## Location identification items
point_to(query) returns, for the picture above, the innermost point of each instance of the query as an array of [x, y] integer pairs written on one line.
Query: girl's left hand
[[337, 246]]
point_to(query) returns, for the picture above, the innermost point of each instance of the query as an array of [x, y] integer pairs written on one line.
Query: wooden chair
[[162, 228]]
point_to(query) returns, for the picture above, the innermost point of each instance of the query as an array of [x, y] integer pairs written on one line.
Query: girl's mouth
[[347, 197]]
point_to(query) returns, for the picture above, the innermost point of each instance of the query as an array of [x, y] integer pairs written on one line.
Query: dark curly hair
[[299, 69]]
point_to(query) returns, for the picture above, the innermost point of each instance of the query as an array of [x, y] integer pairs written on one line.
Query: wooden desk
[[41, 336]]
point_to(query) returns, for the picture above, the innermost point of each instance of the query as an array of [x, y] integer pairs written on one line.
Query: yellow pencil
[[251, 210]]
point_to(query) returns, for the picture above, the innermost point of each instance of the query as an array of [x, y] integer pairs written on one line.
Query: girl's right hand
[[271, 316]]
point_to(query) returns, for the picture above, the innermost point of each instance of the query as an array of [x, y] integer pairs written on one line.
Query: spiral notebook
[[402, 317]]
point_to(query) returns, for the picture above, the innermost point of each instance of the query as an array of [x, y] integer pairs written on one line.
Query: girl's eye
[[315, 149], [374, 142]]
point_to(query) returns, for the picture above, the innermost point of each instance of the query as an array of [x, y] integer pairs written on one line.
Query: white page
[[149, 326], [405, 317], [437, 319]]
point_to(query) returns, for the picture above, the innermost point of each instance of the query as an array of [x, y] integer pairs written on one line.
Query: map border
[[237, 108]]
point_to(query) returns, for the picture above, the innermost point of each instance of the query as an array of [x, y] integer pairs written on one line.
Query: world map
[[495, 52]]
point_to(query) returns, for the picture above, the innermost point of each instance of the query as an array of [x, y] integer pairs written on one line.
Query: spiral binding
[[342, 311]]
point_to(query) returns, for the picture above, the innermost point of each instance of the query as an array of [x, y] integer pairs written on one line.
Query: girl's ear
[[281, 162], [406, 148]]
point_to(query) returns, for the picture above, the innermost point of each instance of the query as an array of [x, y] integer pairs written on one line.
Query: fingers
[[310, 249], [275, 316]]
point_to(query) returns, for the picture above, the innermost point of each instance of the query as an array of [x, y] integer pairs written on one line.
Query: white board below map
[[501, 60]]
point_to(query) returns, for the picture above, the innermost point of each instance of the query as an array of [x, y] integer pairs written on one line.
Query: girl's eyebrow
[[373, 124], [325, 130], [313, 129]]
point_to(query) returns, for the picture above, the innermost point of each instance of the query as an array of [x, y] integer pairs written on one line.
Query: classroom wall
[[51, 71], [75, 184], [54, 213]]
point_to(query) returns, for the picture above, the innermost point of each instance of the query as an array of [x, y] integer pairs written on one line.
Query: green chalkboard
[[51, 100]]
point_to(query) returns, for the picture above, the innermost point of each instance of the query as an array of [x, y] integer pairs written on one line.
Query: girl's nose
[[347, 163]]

## Challenge
Recopy the entries above in their entirety, exactly.

## Task response
point_to(query) returns, for the picture above, the innermost point of each instance of the query as an array of [x, y] integer pairs written on one line.
Query: girl's left hand
[[337, 246]]
point_to(query) returns, for the picture above, the innermost point of each instance of the query as an array of [x, y] integer pairs written on one line.
Query: wooden chair
[[162, 228]]
point_to(query) returns, for the picture above, the innermost point of each instance of the query as an array of [x, y] integer pairs written on one line.
Query: girl's mouth
[[347, 197]]
point_to(query) returns, for the picture above, the innermost point of each instance of the query as an array of [x, y] integer pairs written on one line.
Query: dark curly hair
[[299, 69]]
point_to(query) returns, for the picture above, the innermost point of each instance of the query as an array of [x, y] integer pairs written on one line.
Query: wooden desk
[[41, 336]]
point_to(query) returns, for the picture above, the innermost point of each instance of the query as an array of [x, y] integer pairs written on one line.
Query: yellow pencil
[[251, 210]]
point_to(query) returns, for the picture above, the innermost point of each instance of the query as an array of [x, y] integer pairs written on one line.
Query: girl's right hand
[[271, 316]]
point_to(query) returns, for the picture above, the innermost point of each instance of the query as an array of [x, y] integer pairs written on one line.
Query: spiral notebook
[[402, 317]]
point_to(query) returns, for the picture above, the innermost point of each instance of the query as an array of [x, y] integer pairs written on one line.
Query: girl's eye
[[315, 149], [374, 142]]
point_to(query) returns, for the picture above, the innermost point of each instance of the query as an array of [x, y] integer pairs written on one line.
Query: white page
[[149, 326], [405, 317], [437, 319]]
point_to(query) returns, for the picture above, the innermost point of each instance of the query as an array of [x, y] integer pairs written on one line.
Query: map border
[[237, 108]]
point_to(query) returns, for the picture above, the innermost point of each instance of the query as an array of [x, y] integer pairs written on one line.
Query: world map
[[495, 52]]
point_to(query) returns, for the picture above, the innermost point of each instance of the query as an array of [x, y] integer pairs written on one line.
Query: spiral binding
[[342, 311]]
point_to(query) returns, for the picture above, the innermost point of each instance of the query as an array of [x, y] integer pairs written on one line.
Query: girl's ear
[[281, 162], [406, 148]]
point_to(query) returns, for the picture above, the innermost point of each instance of the query as an array of [x, y] integer pairs written on one line.
Query: fingers
[[310, 249], [275, 316]]
point_to(query) returns, for the picture above, the innermost point of each instance of the query as an array of [x, y] integer pairs written on one line.
Query: white board below map
[[501, 60]]
point_to(query) returns, for the picture above, the innermost point of each instance of the query as an array of [x, y] integer pairs written on one line.
Query: girl's eyebrow
[[373, 124], [325, 130], [313, 129]]
point_to(query) returns, for the picture above, the innermost point of each instance of the query as an array of [x, y] integer pairs written on one line.
Query: classroom wall
[[51, 71], [75, 184], [54, 213]]
point_to(query) returns, for the picture above, the innermost point of each instance of the query as an array of [x, y] integer pairs written on one line.
Query: green chalkboard
[[51, 100]]
point_to(query) returns, for the picture above, the innermost point of each instance of the query as an array of [x, y] integer pairs written on one line.
Query: girl's nose
[[347, 163]]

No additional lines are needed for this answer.